▶ **DATA FOR ANALYSIS**

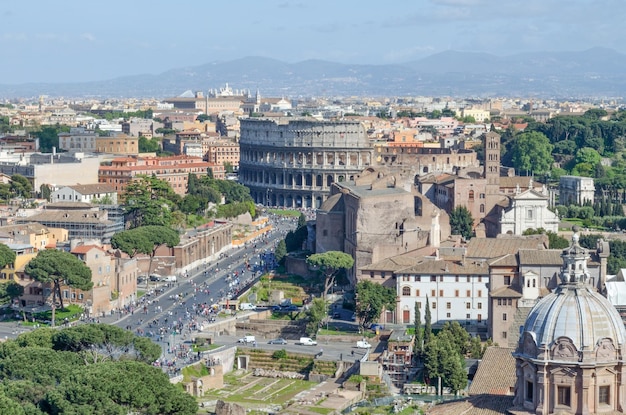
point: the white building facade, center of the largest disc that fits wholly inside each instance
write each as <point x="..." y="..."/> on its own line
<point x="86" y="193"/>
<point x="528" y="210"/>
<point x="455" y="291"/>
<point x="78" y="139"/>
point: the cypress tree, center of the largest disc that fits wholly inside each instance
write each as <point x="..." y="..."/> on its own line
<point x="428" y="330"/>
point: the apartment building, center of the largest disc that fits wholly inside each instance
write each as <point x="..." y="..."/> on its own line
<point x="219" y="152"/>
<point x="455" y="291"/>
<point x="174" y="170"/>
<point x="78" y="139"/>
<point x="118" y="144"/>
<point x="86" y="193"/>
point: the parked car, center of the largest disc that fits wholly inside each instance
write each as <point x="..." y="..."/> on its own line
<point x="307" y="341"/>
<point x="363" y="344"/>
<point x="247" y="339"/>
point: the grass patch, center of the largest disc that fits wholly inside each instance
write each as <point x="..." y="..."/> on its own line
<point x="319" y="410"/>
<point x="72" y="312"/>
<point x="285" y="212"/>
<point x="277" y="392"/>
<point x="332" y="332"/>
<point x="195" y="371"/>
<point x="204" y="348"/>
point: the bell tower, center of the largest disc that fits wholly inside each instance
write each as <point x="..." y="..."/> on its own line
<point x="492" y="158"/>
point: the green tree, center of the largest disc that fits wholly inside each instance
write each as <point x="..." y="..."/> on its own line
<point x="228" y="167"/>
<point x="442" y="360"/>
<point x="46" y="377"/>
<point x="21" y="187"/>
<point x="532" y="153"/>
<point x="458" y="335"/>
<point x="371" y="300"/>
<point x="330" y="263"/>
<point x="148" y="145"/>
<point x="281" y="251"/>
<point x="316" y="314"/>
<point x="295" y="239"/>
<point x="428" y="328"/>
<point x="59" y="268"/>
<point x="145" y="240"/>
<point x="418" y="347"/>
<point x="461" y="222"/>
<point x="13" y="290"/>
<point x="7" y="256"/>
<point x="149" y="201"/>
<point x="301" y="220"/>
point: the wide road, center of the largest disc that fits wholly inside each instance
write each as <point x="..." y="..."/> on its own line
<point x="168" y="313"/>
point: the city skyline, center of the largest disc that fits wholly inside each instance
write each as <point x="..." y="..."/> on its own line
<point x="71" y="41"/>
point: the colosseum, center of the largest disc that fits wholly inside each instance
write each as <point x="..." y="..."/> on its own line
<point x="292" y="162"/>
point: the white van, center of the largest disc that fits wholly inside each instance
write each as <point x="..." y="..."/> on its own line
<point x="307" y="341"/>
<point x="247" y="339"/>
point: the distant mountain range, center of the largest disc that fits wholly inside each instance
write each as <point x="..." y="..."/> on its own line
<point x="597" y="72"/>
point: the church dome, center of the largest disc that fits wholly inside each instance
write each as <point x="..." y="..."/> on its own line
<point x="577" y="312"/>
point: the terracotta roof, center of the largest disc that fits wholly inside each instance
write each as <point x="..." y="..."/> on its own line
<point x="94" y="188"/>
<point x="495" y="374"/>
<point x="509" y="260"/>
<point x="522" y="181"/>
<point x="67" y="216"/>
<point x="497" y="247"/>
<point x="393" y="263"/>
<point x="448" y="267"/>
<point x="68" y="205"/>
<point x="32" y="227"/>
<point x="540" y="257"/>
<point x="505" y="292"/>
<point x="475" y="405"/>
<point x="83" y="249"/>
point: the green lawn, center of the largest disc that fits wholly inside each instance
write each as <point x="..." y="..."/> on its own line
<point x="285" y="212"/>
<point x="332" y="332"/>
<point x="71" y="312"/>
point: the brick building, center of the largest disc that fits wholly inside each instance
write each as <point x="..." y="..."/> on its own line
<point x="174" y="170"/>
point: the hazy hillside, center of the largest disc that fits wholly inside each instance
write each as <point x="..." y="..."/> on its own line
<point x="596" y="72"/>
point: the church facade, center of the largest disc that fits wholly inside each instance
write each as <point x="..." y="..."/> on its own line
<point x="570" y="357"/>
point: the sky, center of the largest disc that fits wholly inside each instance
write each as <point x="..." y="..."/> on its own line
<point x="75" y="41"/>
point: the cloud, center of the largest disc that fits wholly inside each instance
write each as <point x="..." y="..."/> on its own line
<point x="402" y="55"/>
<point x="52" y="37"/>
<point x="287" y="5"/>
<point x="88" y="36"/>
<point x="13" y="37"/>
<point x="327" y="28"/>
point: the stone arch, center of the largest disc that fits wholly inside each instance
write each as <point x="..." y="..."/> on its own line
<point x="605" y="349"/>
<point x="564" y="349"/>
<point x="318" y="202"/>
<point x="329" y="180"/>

▶ **WHAT IS BEING ASKED**
Across the data above, how many lines include the word "facade"? Give only the number.

▶ **RESPONSE BELOW**
2